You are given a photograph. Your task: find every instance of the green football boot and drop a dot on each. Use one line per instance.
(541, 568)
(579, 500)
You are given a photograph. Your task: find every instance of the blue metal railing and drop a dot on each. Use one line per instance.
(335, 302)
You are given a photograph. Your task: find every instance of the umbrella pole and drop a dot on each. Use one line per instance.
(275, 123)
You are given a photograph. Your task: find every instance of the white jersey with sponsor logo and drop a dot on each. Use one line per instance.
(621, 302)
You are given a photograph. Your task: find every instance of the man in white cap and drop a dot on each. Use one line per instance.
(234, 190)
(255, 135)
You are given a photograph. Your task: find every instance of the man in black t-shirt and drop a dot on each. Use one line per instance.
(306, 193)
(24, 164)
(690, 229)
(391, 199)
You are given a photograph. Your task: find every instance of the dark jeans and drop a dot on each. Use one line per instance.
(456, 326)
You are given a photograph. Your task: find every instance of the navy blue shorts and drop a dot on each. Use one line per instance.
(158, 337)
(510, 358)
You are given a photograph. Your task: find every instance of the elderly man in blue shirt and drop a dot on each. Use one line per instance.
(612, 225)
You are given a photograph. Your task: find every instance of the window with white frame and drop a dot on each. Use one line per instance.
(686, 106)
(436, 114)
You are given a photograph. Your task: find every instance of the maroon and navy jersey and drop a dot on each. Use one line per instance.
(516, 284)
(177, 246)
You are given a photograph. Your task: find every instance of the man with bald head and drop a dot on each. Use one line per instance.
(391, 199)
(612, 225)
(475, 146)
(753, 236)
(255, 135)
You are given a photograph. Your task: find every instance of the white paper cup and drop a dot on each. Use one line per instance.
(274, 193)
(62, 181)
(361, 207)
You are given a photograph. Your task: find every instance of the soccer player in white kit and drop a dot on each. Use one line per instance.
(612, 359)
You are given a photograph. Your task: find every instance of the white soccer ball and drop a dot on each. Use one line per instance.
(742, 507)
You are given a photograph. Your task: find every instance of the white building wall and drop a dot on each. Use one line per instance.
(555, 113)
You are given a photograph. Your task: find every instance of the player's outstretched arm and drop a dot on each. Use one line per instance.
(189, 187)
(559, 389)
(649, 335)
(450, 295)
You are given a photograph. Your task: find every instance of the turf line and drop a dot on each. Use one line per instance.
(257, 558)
···
▸ **EXERCISE OBJECTIVE**:
Repeat only the stretch of lines that begins at the line containing "of the dark" and ends at the last line above, both included.

▸ **RESULT OF THE TASK**:
You are given a photograph. Your task: find every instance of the dark jeans and drop a dot on each. Use one line per instance.
(456, 326)
You are given a photograph. Your task: find every instance of the navy blue shorts and drop a dot on each. Use one line per instance.
(158, 337)
(510, 358)
You are given a photograph. Your task: find every instance of the elderly man in blue shirt and drop a dot on each. Use one line per instance.
(612, 225)
You are given a photograph. Your task: find every instance of the window with white frame and drop a dot on each. Use one line per instance.
(686, 106)
(436, 114)
You are given a photograph. Your task: find every instance of the maroon and navy jersey and drop a dot on each. Use one line per instance.
(516, 284)
(177, 246)
You are given a photograph. Your task: find every instance of the man with bald head and drop a dot on each. Use one line per instance.
(391, 199)
(612, 225)
(475, 146)
(753, 236)
(255, 135)
You are given a photograph. Your task: find every instance of the white paper cup and drop a dot on each. Use one line per instance.
(274, 193)
(62, 181)
(361, 207)
You are given a photograph. Your task: find every instance of the soccer player in white kit and drop a dot on each. Use one line per instance.
(612, 359)
You are given a photograph. Your task: find every instance of the white soccer ball and drop a dot on each. Use one line per instance.
(742, 507)
You are given a photograph. Your task: find every instance of the white building wall and drop a dot on each. Use one line per instance.
(555, 113)
You are given a photograph. Your task: find every instance of the player's outstretched arm and drop a dot on each. Use one line per instance.
(189, 187)
(559, 389)
(649, 335)
(450, 295)
You are given a photograph. Your task: find every instance of the turf line and drop a dot on each. Use one line per instance.
(257, 558)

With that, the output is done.